*The task*. Which lines come from the start of the records through the line that holds "positive clicks: (543, 619) (248, 887)"? Write them out word for word.

◆ ◆ ◆ ◆ ◆

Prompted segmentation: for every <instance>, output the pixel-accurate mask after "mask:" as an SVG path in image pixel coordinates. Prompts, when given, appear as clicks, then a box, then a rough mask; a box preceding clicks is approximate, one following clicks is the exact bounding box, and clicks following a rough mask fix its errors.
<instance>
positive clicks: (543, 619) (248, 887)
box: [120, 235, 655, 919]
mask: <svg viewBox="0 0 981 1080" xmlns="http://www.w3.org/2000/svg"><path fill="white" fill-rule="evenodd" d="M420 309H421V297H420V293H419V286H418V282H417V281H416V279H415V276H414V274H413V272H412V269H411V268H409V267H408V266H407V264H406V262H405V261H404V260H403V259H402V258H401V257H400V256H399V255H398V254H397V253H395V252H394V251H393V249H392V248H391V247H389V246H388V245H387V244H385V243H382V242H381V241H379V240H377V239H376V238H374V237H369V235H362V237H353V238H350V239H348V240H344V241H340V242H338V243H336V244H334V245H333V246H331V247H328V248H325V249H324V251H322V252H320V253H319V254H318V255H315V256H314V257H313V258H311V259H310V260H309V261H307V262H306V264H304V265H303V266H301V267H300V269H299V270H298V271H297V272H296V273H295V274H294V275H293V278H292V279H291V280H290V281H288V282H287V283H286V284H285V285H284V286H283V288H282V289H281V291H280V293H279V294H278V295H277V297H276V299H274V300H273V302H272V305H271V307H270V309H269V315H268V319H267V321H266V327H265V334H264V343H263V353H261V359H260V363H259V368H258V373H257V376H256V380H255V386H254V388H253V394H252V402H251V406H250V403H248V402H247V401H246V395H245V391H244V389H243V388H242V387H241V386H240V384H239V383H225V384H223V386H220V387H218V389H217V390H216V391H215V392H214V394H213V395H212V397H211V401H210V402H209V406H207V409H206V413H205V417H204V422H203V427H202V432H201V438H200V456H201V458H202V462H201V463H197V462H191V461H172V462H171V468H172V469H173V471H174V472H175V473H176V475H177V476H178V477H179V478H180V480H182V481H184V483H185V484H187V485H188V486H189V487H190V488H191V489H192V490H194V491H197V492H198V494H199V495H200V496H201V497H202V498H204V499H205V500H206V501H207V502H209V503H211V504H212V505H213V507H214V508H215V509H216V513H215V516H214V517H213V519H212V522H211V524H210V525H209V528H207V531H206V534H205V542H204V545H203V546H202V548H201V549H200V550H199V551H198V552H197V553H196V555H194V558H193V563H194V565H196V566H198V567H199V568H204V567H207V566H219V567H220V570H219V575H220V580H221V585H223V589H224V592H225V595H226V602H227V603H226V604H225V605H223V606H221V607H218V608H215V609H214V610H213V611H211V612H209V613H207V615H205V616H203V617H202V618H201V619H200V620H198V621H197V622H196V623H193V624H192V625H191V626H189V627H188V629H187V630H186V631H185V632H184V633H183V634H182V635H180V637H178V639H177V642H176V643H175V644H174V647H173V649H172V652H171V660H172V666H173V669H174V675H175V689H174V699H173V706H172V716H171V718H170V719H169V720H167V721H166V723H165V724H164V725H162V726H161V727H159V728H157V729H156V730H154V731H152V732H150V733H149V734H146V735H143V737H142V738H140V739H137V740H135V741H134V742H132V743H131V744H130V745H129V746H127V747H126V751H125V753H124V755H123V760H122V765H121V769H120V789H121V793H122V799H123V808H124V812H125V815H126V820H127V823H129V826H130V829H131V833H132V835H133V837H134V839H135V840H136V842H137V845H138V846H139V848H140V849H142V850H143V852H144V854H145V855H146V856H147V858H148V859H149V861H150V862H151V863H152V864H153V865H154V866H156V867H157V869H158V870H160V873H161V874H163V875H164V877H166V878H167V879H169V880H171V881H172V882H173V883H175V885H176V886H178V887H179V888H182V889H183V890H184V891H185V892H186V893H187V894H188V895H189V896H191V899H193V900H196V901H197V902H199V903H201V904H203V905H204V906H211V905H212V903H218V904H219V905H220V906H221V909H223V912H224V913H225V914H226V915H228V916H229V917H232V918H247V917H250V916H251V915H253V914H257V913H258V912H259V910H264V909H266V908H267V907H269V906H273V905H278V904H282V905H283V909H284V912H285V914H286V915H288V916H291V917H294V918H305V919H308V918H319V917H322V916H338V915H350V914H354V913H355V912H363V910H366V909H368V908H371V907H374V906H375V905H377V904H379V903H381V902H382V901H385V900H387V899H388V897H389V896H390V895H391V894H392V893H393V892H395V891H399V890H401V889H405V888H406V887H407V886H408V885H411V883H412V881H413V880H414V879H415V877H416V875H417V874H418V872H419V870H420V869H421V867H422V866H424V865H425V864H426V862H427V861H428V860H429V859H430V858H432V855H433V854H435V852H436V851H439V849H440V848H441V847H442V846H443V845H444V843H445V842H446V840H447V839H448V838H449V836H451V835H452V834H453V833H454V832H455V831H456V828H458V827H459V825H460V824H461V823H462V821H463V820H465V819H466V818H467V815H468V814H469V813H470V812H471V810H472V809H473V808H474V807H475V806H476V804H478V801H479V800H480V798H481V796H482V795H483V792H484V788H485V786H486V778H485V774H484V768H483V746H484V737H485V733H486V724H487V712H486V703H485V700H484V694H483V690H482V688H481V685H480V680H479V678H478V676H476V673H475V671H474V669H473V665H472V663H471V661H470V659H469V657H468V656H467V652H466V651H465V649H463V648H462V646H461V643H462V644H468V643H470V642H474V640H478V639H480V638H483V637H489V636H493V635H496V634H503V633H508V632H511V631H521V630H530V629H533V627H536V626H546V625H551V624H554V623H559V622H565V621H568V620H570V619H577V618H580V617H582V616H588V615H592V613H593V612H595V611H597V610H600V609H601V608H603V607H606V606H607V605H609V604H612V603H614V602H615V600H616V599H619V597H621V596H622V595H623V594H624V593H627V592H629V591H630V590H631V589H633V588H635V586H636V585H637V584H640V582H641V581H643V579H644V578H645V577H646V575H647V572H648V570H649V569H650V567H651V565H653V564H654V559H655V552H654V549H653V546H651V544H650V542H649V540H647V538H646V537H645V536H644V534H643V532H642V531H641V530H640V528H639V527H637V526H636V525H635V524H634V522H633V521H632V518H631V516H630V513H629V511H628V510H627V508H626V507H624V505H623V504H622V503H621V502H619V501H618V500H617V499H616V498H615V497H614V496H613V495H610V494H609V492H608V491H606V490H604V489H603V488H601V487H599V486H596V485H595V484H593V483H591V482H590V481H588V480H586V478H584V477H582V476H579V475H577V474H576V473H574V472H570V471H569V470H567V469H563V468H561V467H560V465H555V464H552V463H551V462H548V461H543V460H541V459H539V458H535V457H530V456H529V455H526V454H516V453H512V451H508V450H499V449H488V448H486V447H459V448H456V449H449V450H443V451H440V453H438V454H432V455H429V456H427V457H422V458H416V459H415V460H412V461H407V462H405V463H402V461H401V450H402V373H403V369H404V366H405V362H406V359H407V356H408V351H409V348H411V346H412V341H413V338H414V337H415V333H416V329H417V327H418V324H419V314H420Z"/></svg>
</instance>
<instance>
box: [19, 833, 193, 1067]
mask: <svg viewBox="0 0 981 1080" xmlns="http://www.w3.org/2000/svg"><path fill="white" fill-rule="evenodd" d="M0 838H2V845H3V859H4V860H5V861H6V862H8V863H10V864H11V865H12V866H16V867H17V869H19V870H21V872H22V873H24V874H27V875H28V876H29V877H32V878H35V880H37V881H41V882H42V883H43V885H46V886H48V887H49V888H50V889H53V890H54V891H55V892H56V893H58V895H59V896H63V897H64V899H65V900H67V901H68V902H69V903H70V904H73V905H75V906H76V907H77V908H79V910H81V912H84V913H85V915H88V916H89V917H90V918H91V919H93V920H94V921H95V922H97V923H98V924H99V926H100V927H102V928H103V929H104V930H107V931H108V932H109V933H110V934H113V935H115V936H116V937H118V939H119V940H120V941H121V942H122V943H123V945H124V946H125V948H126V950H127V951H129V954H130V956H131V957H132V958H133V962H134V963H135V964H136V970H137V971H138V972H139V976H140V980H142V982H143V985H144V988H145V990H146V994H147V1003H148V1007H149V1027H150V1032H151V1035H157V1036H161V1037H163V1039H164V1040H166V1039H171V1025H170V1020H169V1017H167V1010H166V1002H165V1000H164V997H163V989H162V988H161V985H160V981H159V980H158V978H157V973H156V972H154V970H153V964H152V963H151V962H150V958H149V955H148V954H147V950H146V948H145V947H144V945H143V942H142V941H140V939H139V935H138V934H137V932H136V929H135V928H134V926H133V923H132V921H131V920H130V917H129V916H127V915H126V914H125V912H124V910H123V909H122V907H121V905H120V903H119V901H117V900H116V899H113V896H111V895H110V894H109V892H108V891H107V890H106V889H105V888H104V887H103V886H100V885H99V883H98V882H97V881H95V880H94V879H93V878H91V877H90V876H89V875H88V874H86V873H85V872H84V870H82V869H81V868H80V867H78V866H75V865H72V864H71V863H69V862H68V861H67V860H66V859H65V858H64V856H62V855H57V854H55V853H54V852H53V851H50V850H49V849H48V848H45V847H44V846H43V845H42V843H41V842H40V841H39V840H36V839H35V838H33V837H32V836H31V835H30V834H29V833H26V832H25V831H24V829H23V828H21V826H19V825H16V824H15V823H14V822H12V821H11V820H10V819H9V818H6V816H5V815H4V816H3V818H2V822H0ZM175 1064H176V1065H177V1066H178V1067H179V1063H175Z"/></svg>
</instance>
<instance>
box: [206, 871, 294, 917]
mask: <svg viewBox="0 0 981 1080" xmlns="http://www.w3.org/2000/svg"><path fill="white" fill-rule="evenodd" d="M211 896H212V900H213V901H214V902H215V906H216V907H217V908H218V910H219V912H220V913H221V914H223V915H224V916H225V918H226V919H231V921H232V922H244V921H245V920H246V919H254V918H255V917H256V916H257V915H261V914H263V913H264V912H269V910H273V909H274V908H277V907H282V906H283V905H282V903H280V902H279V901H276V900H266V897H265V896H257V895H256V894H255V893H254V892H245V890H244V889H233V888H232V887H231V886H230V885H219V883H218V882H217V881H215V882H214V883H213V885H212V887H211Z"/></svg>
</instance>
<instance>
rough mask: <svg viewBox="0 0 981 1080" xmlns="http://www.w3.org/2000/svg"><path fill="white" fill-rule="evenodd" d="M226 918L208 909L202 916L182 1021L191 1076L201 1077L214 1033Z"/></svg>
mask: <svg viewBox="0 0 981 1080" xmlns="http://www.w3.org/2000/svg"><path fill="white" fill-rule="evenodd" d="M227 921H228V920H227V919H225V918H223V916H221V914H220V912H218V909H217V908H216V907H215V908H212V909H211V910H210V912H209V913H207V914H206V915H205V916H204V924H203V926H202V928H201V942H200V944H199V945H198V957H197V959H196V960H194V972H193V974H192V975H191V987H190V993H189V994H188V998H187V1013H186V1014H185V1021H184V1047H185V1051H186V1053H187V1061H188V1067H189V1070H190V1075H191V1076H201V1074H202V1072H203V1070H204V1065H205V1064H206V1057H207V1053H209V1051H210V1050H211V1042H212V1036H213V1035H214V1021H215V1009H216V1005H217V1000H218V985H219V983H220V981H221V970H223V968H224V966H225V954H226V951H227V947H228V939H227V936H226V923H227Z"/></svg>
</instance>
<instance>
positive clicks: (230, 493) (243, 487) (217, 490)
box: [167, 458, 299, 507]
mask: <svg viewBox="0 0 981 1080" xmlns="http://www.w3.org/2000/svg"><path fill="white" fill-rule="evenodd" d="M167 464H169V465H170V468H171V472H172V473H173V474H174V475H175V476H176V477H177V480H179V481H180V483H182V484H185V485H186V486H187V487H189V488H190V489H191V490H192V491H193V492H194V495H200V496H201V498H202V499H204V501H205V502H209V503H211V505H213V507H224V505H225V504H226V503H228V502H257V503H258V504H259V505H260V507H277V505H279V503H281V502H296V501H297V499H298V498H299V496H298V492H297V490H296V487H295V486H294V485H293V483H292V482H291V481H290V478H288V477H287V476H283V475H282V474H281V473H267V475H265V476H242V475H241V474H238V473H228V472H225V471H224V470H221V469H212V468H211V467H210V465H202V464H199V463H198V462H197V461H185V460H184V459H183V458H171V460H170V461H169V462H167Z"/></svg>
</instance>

◆ ◆ ◆ ◆ ◆

*Written reply*.
Prompted segmentation: for every <instance>, output the pixel-accurate mask after "mask:" as an SVG path in image pixel coordinates. Prompts, when given, appear as clicks, then a box, then a rough mask; a box preceding clicks is approximate, one following clicks is the exact bounding box, and clicks following a rough mask fix its errors.
<instance>
positive clicks: (543, 619) (248, 887)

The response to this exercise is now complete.